## ACTIVITY:
Beginning with the line that contains "Can you see the bowl", repeat each line exactly through the end of the listing below. Pictures stay out.

## PROVIDED INFORMATION:
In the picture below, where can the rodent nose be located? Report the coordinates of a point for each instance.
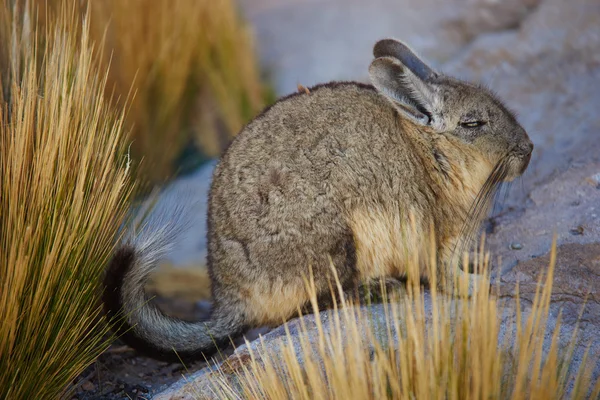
(526, 147)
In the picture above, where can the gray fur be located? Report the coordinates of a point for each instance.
(334, 174)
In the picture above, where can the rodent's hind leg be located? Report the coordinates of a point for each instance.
(453, 279)
(380, 290)
(370, 292)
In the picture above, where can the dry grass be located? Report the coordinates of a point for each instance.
(63, 191)
(192, 67)
(449, 350)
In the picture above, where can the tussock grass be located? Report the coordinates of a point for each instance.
(433, 347)
(63, 192)
(192, 67)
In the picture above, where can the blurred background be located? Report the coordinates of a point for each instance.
(541, 56)
(190, 74)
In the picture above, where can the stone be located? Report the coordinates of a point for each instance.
(543, 58)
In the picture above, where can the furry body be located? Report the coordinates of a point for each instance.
(336, 174)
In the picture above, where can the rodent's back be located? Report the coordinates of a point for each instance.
(342, 140)
(292, 187)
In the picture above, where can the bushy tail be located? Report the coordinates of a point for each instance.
(143, 326)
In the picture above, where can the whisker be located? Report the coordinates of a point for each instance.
(479, 206)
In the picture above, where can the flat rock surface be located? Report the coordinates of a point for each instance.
(542, 57)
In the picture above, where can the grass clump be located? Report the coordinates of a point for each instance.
(192, 67)
(63, 191)
(432, 347)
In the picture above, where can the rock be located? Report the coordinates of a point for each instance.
(576, 291)
(310, 42)
(543, 58)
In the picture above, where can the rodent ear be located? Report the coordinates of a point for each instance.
(413, 97)
(398, 50)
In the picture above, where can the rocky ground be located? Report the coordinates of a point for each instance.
(541, 56)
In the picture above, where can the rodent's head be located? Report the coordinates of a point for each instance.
(449, 106)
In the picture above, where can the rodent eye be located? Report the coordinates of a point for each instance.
(472, 124)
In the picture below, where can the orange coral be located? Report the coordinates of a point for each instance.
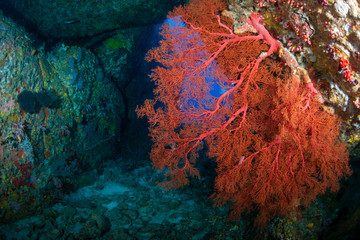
(274, 146)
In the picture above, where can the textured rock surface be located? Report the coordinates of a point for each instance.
(63, 18)
(324, 38)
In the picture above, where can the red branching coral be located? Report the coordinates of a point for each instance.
(275, 147)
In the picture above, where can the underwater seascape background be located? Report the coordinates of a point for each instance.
(74, 156)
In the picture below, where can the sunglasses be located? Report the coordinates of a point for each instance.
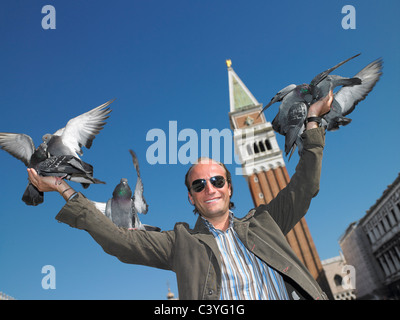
(199, 184)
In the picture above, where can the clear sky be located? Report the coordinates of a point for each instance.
(164, 62)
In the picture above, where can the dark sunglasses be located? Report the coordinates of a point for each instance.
(199, 184)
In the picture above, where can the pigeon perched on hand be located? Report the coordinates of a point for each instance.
(346, 99)
(78, 132)
(21, 146)
(123, 208)
(68, 167)
(296, 100)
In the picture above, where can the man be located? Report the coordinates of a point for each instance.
(223, 257)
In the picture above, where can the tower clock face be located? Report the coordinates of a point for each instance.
(249, 121)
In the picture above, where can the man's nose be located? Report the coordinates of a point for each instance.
(209, 187)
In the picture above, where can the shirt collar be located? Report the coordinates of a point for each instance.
(210, 226)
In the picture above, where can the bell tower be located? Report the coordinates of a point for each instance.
(264, 168)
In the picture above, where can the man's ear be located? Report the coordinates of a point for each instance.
(190, 198)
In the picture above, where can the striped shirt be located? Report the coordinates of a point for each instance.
(244, 275)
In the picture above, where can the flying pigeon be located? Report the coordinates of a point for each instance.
(22, 147)
(68, 167)
(123, 208)
(79, 131)
(296, 100)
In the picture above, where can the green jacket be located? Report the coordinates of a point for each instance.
(193, 254)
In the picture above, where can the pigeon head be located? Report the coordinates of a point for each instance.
(122, 190)
(39, 155)
(46, 138)
(304, 91)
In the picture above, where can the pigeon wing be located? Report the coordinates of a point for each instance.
(19, 145)
(349, 97)
(321, 76)
(101, 206)
(139, 203)
(81, 131)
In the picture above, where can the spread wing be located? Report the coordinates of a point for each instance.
(19, 145)
(139, 203)
(81, 131)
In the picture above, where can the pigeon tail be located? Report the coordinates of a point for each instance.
(32, 196)
(336, 122)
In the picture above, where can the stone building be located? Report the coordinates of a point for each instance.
(372, 246)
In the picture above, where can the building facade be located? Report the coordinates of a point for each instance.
(372, 246)
(338, 274)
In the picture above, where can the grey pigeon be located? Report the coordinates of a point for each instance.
(323, 82)
(68, 167)
(295, 101)
(123, 208)
(346, 99)
(79, 131)
(290, 120)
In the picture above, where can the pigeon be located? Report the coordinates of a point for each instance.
(68, 167)
(295, 101)
(324, 82)
(123, 208)
(346, 99)
(290, 119)
(79, 132)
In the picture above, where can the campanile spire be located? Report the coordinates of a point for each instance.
(264, 168)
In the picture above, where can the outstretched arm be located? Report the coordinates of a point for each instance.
(292, 202)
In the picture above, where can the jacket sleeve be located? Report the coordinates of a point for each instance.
(148, 248)
(292, 202)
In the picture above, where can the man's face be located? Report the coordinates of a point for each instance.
(211, 202)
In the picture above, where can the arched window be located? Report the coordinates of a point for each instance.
(256, 150)
(338, 280)
(268, 144)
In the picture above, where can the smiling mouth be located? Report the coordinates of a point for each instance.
(212, 200)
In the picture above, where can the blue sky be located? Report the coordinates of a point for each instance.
(164, 61)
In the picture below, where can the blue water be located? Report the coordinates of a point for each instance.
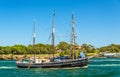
(97, 67)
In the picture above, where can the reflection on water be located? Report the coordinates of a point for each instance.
(97, 67)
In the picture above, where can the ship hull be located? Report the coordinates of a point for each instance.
(63, 64)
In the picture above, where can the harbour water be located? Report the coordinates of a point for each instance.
(97, 67)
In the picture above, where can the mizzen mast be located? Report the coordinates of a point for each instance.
(53, 32)
(34, 39)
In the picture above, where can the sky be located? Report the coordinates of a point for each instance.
(97, 22)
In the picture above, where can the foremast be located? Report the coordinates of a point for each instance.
(34, 39)
(53, 34)
(73, 38)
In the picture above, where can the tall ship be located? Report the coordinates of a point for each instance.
(55, 62)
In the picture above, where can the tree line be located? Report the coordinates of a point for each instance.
(63, 48)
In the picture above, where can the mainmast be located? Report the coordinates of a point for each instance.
(53, 32)
(73, 38)
(34, 39)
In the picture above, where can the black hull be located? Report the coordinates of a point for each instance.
(65, 64)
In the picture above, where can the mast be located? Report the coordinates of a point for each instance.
(73, 38)
(34, 39)
(53, 36)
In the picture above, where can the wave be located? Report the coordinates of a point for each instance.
(104, 65)
(104, 60)
(6, 67)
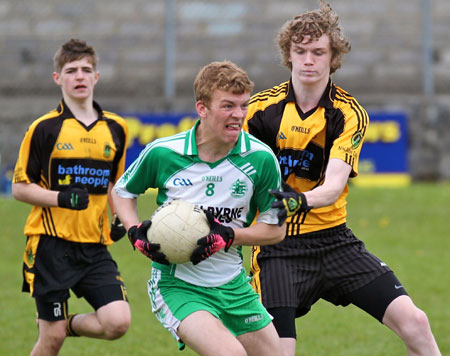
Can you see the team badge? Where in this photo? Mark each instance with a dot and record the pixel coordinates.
(356, 139)
(30, 257)
(239, 189)
(107, 150)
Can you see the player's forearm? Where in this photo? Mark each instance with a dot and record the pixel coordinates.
(34, 194)
(259, 234)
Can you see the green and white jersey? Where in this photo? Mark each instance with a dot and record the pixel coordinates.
(235, 189)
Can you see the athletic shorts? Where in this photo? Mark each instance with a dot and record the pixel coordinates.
(327, 264)
(235, 303)
(52, 266)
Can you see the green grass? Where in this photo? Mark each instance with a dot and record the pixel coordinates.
(408, 228)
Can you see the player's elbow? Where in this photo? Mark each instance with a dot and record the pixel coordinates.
(279, 233)
(17, 191)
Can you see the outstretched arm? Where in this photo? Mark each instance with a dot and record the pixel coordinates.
(336, 177)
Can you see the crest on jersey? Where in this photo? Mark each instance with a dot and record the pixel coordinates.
(356, 139)
(238, 189)
(107, 150)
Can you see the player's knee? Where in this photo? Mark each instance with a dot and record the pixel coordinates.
(416, 325)
(53, 342)
(117, 328)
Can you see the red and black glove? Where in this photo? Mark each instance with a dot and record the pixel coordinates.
(74, 197)
(219, 237)
(289, 203)
(137, 235)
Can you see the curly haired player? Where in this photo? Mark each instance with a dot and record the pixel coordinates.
(316, 130)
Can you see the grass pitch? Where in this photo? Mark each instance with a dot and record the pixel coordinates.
(408, 228)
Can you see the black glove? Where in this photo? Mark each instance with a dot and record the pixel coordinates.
(289, 202)
(117, 229)
(75, 197)
(220, 236)
(137, 235)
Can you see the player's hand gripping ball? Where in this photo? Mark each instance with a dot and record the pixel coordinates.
(177, 226)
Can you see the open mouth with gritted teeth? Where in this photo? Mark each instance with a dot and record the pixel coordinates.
(233, 126)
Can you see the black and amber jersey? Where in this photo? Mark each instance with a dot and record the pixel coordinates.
(305, 142)
(58, 150)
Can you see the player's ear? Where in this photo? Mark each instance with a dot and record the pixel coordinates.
(57, 78)
(97, 75)
(201, 109)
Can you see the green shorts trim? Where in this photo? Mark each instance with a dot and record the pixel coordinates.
(235, 303)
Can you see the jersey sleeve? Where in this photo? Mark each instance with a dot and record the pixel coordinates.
(119, 131)
(269, 179)
(347, 146)
(28, 166)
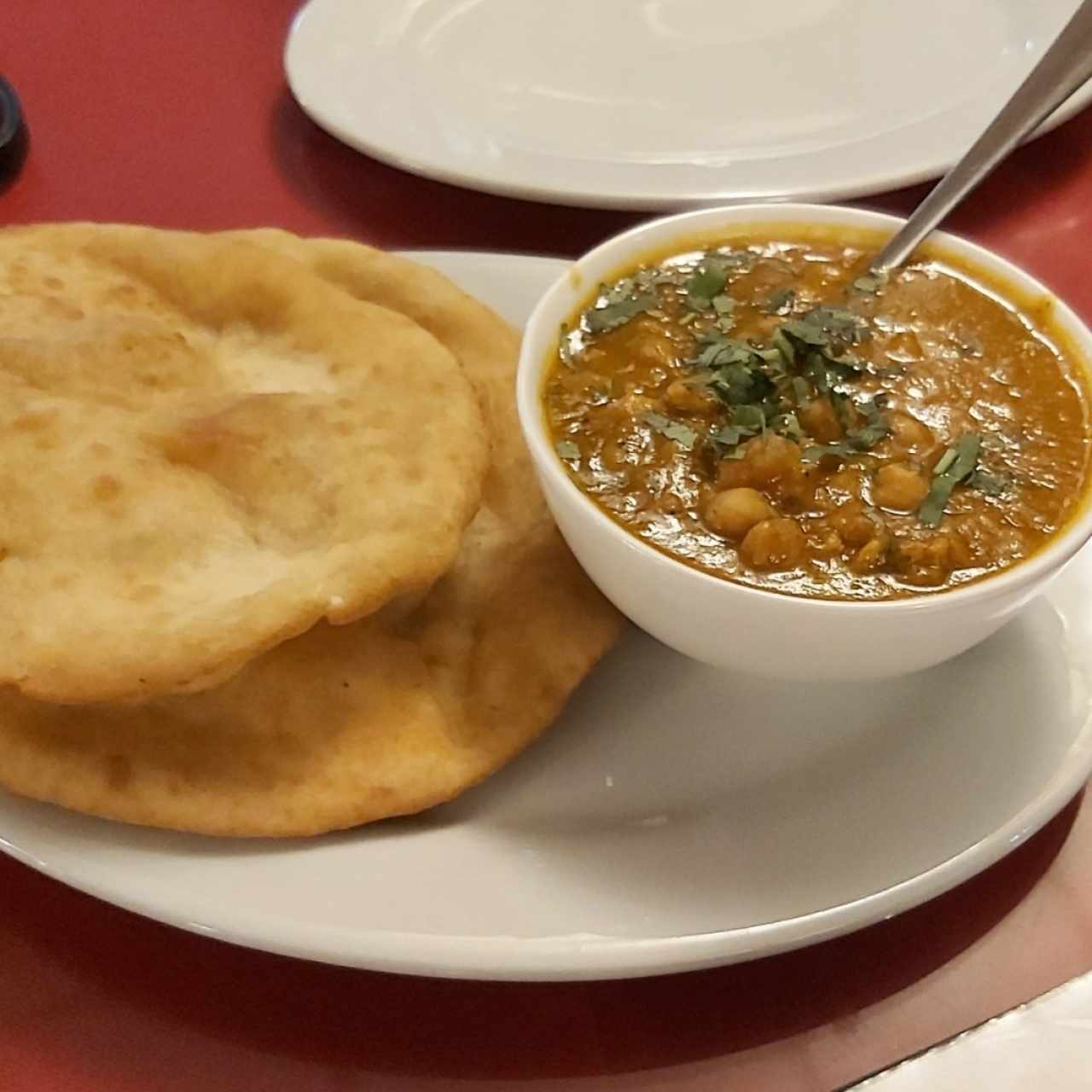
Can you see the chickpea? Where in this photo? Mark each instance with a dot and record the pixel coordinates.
(827, 543)
(909, 433)
(929, 561)
(689, 398)
(870, 556)
(819, 420)
(776, 544)
(773, 459)
(654, 348)
(900, 487)
(635, 405)
(734, 512)
(853, 523)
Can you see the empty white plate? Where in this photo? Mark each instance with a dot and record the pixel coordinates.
(659, 104)
(677, 817)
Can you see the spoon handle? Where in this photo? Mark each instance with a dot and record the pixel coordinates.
(1060, 73)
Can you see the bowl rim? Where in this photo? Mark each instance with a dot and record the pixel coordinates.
(653, 236)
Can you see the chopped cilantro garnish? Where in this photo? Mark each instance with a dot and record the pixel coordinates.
(956, 464)
(613, 315)
(564, 347)
(781, 301)
(706, 283)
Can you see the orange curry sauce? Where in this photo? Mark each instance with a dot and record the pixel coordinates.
(764, 410)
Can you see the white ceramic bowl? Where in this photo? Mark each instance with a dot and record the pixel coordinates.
(729, 624)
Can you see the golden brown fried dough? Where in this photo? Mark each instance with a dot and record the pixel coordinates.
(205, 449)
(386, 717)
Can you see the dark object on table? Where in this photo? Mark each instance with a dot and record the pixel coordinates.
(14, 136)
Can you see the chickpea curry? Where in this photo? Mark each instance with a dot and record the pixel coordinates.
(769, 412)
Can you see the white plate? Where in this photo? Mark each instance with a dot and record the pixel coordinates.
(675, 818)
(661, 104)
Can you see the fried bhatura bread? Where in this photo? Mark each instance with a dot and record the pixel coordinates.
(346, 725)
(205, 449)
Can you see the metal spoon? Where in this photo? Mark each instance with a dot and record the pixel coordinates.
(1060, 73)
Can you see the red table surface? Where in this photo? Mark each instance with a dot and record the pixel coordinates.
(177, 115)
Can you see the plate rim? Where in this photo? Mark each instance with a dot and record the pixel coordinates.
(880, 182)
(590, 956)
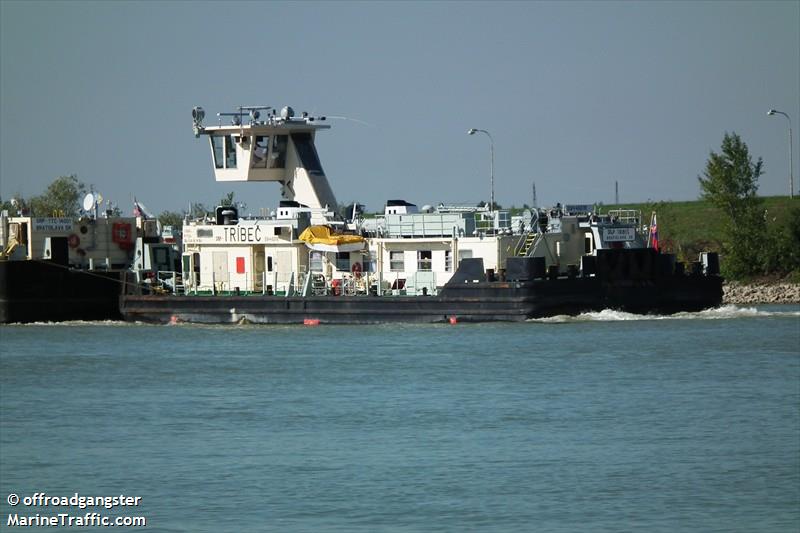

## ANSWER SECTION:
Can you see the bowl rim? Where in this photo? Mark each instance with a dot and record the pixel coordinates.
(653, 236)
Can you see the chopped cilantro garnish? Where in this photo? Mark each instance with a dot and record the pixel coordinates.
(956, 464)
(613, 315)
(564, 347)
(781, 301)
(706, 283)
Can you see the orange curry sauce? Where in this photo? Mark each instance with a dot and record the pixel coordinates.
(764, 410)
Can you see the white ceramic bowl? Where in this photo? Mark each instance with a dot and record the pixel coordinates.
(729, 624)
Can you see the golden brown fried dough? Where in this photo? Mark each instance with a dot and record the pixel coordinates.
(205, 449)
(386, 717)
Can you see the dark object on table? Where in this photo? Mark each instance with a dot and record the pixel coordinates.
(14, 136)
Can you see the chickpea curry? Where in this photo? Mark each instance with a dot and record the pixel coordinates.
(769, 412)
Can you see the white plate? Where in this photo? Mark each instance with a dot and record the pixel coordinates.
(675, 818)
(661, 104)
Can you see the fried bhatura bread? Where in this photo? Mark each instance with a dot and record the pixel coordinates.
(346, 725)
(205, 449)
Can you see the metal spoon? Where in this photo? Mark each instance with a dot and record the pixel coordinates.
(1060, 73)
Can you see the red table surface? Where in this photo? Mark each instance with a dot and record the pixel coordinates.
(177, 115)
Can you see the plate rim? Where in this photo? Mark each instance with a dot and record the pixel coordinates.
(880, 182)
(590, 956)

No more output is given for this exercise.